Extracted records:
===============

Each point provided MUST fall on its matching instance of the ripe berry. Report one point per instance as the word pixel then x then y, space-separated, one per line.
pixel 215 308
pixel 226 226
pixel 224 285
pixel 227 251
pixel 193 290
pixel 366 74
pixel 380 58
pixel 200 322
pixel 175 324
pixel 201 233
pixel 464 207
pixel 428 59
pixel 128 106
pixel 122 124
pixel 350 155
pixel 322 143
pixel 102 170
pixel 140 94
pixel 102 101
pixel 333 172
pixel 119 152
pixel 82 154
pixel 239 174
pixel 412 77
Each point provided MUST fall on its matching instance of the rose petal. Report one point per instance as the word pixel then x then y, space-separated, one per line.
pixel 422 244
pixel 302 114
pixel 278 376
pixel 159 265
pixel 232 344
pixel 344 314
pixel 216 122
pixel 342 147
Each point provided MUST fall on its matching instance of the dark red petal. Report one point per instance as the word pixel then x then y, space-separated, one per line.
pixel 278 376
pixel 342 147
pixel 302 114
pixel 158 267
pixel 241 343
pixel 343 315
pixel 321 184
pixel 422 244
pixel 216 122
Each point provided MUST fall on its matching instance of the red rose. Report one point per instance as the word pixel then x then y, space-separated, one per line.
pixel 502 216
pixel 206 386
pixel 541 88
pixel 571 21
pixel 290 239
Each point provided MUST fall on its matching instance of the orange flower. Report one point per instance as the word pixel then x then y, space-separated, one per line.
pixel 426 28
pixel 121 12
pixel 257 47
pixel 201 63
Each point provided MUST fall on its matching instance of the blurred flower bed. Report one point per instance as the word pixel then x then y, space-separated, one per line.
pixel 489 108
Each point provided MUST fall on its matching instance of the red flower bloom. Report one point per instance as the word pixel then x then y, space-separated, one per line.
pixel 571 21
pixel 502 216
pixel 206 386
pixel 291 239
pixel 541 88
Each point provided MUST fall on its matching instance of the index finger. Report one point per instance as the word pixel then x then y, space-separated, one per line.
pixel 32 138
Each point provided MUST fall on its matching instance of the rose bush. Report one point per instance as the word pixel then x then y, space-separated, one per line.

===============

Set down exactly the lines beginning at the one that holds "of the orange" and ending with the last line of the data.

Each point provided MUST fall on its matching instance of the orange flower. Report one point per instance as the word pixel then x then y, space-separated, one per line.
pixel 426 28
pixel 121 12
pixel 257 47
pixel 201 63
Each point provided MUST fall on its matching instance of the blurred flower bed. Report one point per instance as the word pixel then x then y, space-separated, one per line.
pixel 489 108
Each point provided MUST fall on its matching instance of the red flower bloom. Report one point per instance as the word pixel then x then y, space-separated, one per line.
pixel 571 21
pixel 502 216
pixel 206 386
pixel 291 239
pixel 541 88
Each point provided MUST fall on its matching instance of the index finger. Report one point per instance as the word pixel then x then y, space-separated, one per line.
pixel 32 138
Each point provided MUST fall on its matching instance of the rose bush. Report one point per instance as the word pixel then x then y, space-separated, one per line.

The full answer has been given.